AIM OF THE TASK:
In the post about hierarchical model estimates, which group parameter values are reported from the hierarchical model? List each with its value.

SOURCE EXCERPT:
----

# The values of the group parameter values in the hierarchical model are estimated to be much smaller than the simulated true values

The task was: there were a total of 3 picture stimuli with different potential ratings, and 2 stimuli were presented in each pair for subjects to choose from (choice[nSubjects,nTrials]), with a feedback of 1 if the subject chose the higher-ranked one, and 0 if they did the opposite (reward[nSubjects,nTrials]).
The parameters alpha, gamma are from a normal distribution with mean 0.4 and standard deviation 0.1, and tau is from a normal distribution with mean 2 and standard deviation 1. When I model no pooling, the estimates of the parameters for the 10 subjects don’t differ too much from the true values (for alpha the maximum is 0.2, and most of the values differ by about 0.05). However, when I model the hierarchy, the parameter values for the 10 subjects are very similar and the group parameter values are very small compared to the true values (alpha_mu=0.001, alpha_sd=0.002; gamma_mu=0.006, gamma_sd=0.01, tau_mu=0.0004, tau_sd=1.19)

----

(Point labeling entries)
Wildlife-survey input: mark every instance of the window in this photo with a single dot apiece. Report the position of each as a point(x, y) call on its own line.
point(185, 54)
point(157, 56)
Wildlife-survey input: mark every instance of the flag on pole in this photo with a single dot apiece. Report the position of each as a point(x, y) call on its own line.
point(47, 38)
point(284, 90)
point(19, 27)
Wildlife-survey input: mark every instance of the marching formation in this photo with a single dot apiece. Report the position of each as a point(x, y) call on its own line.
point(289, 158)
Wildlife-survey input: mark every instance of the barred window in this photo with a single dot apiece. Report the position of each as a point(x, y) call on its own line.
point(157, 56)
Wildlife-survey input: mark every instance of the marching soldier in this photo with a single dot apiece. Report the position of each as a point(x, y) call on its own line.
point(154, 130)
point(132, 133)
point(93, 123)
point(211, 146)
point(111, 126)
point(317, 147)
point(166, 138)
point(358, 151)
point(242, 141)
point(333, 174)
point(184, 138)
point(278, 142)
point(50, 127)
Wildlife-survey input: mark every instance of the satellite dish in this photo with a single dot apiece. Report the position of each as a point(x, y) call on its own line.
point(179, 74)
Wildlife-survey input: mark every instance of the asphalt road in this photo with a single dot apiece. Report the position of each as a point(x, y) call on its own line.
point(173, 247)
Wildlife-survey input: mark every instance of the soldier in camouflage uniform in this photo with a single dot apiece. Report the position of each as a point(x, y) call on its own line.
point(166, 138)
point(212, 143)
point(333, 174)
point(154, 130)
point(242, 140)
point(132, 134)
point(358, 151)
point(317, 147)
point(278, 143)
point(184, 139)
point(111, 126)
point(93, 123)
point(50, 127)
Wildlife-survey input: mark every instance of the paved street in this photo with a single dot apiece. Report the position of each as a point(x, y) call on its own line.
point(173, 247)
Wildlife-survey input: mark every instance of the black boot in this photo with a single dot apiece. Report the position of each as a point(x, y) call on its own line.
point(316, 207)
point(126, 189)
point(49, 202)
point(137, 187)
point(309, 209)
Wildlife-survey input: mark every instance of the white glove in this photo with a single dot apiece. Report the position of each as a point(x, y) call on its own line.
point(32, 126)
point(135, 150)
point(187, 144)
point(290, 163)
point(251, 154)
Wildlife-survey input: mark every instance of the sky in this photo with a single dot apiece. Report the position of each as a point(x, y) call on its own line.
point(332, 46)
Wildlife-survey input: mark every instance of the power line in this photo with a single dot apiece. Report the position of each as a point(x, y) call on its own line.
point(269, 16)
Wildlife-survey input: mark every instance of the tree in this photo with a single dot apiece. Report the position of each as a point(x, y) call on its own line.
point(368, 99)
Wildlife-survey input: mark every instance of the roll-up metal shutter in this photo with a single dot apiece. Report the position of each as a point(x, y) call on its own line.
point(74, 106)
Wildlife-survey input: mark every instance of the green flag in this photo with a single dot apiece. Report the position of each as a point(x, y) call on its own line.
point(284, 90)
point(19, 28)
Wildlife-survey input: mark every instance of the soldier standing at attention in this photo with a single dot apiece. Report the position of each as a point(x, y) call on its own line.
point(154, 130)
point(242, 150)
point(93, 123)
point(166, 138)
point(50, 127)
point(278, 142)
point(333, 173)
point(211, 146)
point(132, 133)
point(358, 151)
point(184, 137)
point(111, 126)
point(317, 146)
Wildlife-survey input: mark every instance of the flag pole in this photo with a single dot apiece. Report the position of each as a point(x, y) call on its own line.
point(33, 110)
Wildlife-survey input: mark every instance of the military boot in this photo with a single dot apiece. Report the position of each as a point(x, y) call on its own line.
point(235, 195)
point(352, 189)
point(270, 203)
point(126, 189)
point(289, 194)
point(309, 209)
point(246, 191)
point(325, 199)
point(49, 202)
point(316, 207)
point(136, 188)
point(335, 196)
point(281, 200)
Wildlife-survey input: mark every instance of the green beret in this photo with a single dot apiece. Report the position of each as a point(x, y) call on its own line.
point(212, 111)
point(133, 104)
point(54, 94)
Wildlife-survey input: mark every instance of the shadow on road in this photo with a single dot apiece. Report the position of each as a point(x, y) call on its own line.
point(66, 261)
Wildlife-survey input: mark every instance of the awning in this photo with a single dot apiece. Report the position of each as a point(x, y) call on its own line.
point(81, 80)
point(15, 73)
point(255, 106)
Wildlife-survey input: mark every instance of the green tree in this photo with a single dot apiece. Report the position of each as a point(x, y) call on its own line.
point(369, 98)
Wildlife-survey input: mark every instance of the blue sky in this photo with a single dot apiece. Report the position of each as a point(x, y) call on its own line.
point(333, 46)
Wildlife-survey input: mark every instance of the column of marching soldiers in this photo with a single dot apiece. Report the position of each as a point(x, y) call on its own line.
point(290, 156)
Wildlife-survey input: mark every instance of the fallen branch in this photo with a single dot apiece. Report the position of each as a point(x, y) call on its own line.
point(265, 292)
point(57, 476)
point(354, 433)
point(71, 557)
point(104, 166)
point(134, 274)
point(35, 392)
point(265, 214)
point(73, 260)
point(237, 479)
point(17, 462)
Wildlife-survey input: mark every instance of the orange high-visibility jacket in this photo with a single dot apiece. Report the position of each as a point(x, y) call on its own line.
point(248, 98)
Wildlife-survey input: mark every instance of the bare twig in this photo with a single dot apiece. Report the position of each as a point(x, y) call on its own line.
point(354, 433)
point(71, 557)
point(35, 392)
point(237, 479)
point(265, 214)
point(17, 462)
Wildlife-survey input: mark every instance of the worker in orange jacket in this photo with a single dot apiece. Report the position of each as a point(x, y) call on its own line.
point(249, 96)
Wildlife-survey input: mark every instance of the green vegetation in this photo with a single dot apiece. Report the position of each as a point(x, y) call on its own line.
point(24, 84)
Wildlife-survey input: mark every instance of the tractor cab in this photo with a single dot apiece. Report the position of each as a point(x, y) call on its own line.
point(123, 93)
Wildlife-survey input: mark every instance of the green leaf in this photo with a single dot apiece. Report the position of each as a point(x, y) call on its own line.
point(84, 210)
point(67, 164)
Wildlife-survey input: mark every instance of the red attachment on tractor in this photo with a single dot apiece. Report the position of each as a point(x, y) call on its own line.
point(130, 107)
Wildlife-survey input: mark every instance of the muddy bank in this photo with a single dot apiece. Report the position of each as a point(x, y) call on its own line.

----

TASK ANSWER:
- alpha_mu = 0.001
- alpha_sd = 0.002
- gamma_mu = 0.006
- gamma_sd = 0.01
- tau_mu = 0.0004
- tau_sd = 1.19